Provided text
━━━━━━

January 13, 2011
*570 Andrew A. Paterson, Jr., Pleasant Ridge, MI, Daniel A. Kotchen, Daniel L. Low, Kotchen and Low, Washington, DC, for Plaintiff.
Arthur Thomas O'Reilly, David A. Ettinger, Honigman, Miller, Schwartz and Cohn LLP, Lisa A. Brown, Dykema Gossett, Anthony T. Chambers, Anthony T. Chambers Law Office, Detroit, MI, David H. Bamberger, DLA Piper U.S., LLP Washington, DC, James R. Nelson, DLA Piper U.S., LLP, Dallas, TX, Eric Enson, Melissa B. Hirst, Paula W. Render, Jones Day, Chicago, IL, Howard B. Iwrey, Dykema Gossett, Bloomfield Hills, MI, Jennifer Mara, Lawrence S. Lustberg, Gibbons PC, Newark, NJ, Mark D. Wagoner, Jr., Peter R. Silverman, Shumaker, Loop, Toledo, OH, Pamela C. Dausman, Scott L. Mandel, Foster, Swift, Lansing, MI, for Defendants.
Before the Court is a Motion for Protective Order [Doc. # 148] filed by Defendant Home City Ice Company (“Home City”). For the reasons and under the terms set forth below, the motion is GRANTED.
Home City seeks both to limit the scope of discovery, based on relevance to the remaining RICO claim alleged by Plaintiff, and to require Plaintiff to provide assistance, in the form of search terms and other means, in order for Defendant to extract relevant information from a staggering volume of electronically stored information (“ESI”) and paper documents. Home City also asks that Plaintiff share in the expense of producing discoverable information.
First, Home City asks that discovery be limited to the Plaintiff's claim that it participated in a RICO conspiracy to boycott him from employment in the packaged ice industry. Or, conversely, that Plaintiff not be permitted discovery regarding the separate market allocation conspiracy. I have already addressed this issue in my January 6, 2011 Opinion and Order denying Plaintiff's motions to compel [Doc. # 203] and in my January 10, 2011 order granting Defendant Arctic Glacier's motion for protective order [Doc. # 205]. For the reasons stated in those orders, and as I held in Doc. # 205, “Plaintiff shall be precluded from taking discovery that relates solely to the market allocation conspiracy.”
Home City states that it has a massive amount of both electronic and paper documents. James E. Stautberg, the Chief Financial Officer of Home City, and the custodian of records, states by affidavit that Home City, with the assistance of an electronic discovery consultant, has preserved electronic information, and that “the volume of [ESI] preserved-as estimated by that consultant-is approximately 4 terabytes.”
In addition, Mr. Stautberg that Home City has 744 boxes of paper documents, for a total of approximately 2,600,000 pages.
In this motion, Home City summarizes its request to Plaintiff as follows:
“In order to render the process of searching for the documents more manageable, Home City asked McNulty, through his counsel, to do two things: (i) work with Home City and its electronic discovery consultant to try to come up with an agreed scope and means for conducting searches for the requested documents in identifiable sub-populations of Home City's *571 ESI; and (ii) work with Home City to agree upon a mutually agreed scope and means for reviewing identifiable subpopulations of Home City's paper documents, based on a general index of those paper documents that was supplied to McNulty's counsel by Home City's counsel” Doc. # 148, p. 9.

━━━━━━

[Object position labeling records]
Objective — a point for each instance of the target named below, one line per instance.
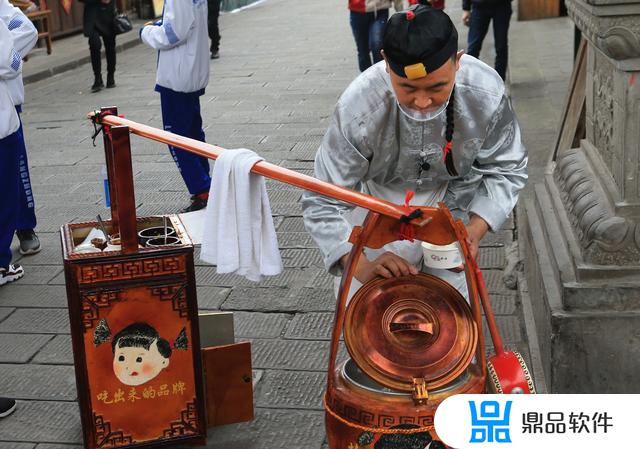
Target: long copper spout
(262, 168)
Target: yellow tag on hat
(415, 71)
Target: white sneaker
(11, 273)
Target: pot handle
(423, 327)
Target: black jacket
(466, 4)
(98, 17)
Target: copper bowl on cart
(412, 342)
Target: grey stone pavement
(283, 65)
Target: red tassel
(406, 229)
(447, 148)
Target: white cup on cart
(442, 256)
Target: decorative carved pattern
(176, 294)
(131, 269)
(617, 35)
(186, 425)
(92, 302)
(606, 239)
(368, 419)
(105, 438)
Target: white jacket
(24, 36)
(10, 68)
(182, 41)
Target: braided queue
(448, 154)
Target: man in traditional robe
(427, 119)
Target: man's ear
(385, 60)
(458, 56)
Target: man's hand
(466, 18)
(387, 265)
(476, 229)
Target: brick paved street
(283, 65)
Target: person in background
(368, 19)
(10, 150)
(435, 4)
(24, 36)
(214, 30)
(181, 78)
(477, 14)
(97, 22)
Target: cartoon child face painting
(139, 352)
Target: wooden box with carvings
(134, 328)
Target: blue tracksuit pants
(27, 208)
(10, 149)
(181, 115)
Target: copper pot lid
(411, 327)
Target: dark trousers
(10, 188)
(95, 46)
(368, 30)
(181, 115)
(214, 31)
(27, 207)
(500, 13)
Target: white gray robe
(371, 146)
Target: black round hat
(418, 41)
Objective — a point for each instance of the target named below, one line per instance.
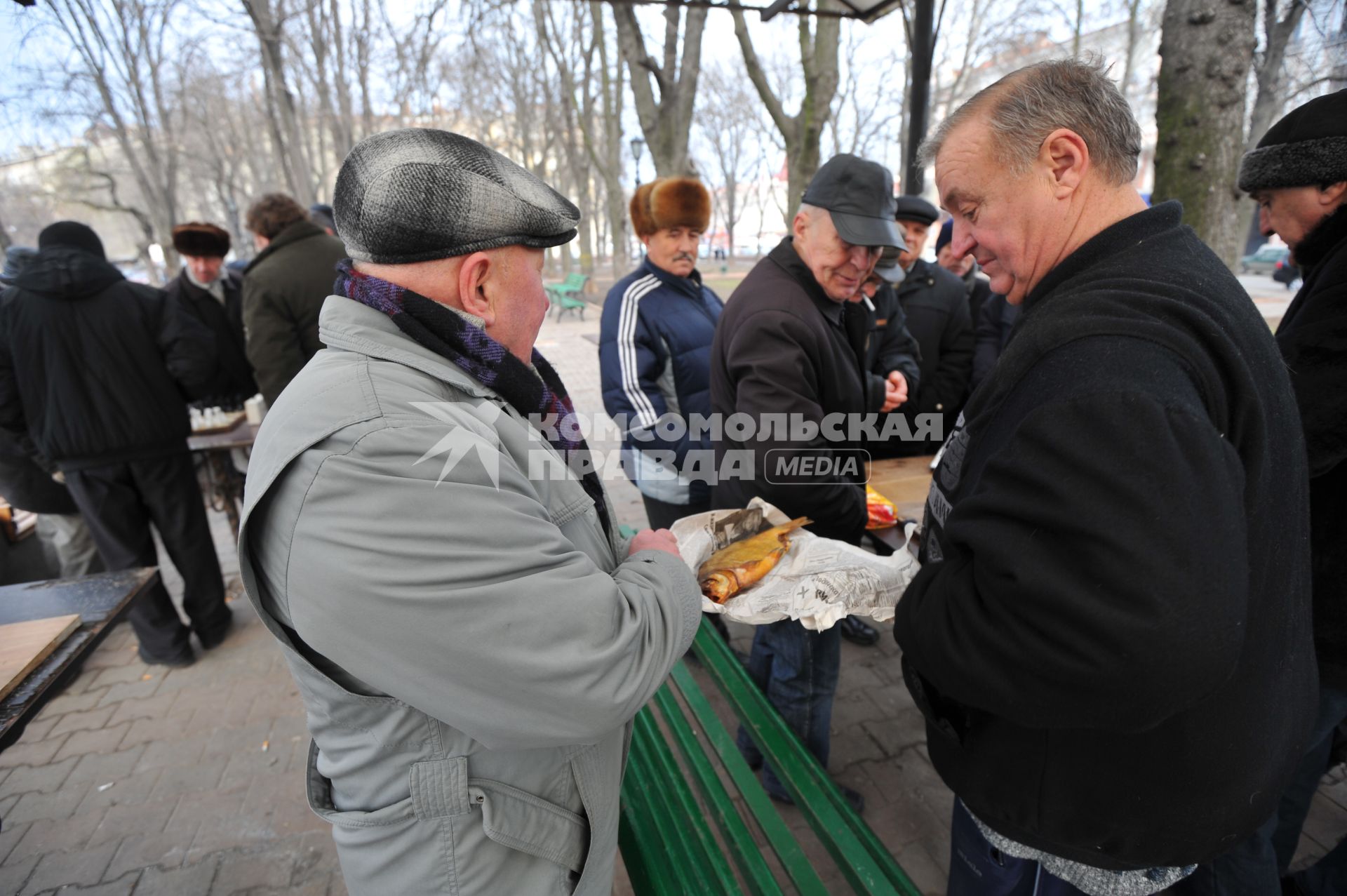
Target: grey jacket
(469, 644)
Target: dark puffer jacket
(234, 380)
(1313, 337)
(285, 288)
(95, 368)
(655, 360)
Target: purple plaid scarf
(488, 361)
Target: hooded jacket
(1111, 632)
(655, 363)
(471, 644)
(1313, 337)
(283, 293)
(95, 368)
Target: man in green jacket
(424, 537)
(285, 288)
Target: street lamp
(638, 147)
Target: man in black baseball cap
(1297, 174)
(792, 341)
(937, 314)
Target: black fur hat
(1308, 147)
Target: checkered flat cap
(418, 194)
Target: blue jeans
(1254, 867)
(977, 868)
(798, 670)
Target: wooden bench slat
(701, 853)
(746, 855)
(859, 855)
(774, 828)
(662, 845)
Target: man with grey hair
(1111, 632)
(430, 543)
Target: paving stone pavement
(142, 780)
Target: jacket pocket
(530, 825)
(320, 793)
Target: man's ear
(1067, 158)
(471, 286)
(1332, 196)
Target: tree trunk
(1206, 51)
(919, 93)
(667, 120)
(803, 131)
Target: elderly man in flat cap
(424, 535)
(792, 341)
(210, 293)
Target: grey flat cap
(420, 194)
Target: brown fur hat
(201, 239)
(671, 203)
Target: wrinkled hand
(655, 541)
(894, 391)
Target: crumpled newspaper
(819, 581)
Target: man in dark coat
(791, 342)
(213, 294)
(285, 288)
(1111, 631)
(1297, 174)
(93, 370)
(935, 309)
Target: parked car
(1265, 260)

━━━━━━

Work instructions
A: List every distinct docket document number cited in the court order.
B: Copy the passage of the court order that begins at the words "In this motion, Home" and stops after "# 148, p. 9.", substituting "Plaintiff" for "McNulty" at each occurrence.
The records have no connection to the court order.

Solutions by task
A: Doc. # 148, Doc. # 203, Doc. # 205

B:
In this motion, Home City summarizes its request to Plaintiff as follows:
“In order to render the process of searching for the documents more manageable, Home City asked Plaintiff, through his counsel, to do two things: (i) work with Home City and its electronic discovery consultant to try to come up with an agreed scope and means for conducting searches for the requested documents in identifiable sub-populations of Home City's *571 ESI; and (ii) work with Home City to agree upon a mutually agreed scope and means for reviewing identifiable subpopulations of Home City's paper documents, based on a general index of those paper documents that was supplied to Plaintiff's counsel by Home City's counsel” Doc. # 148, p. 9.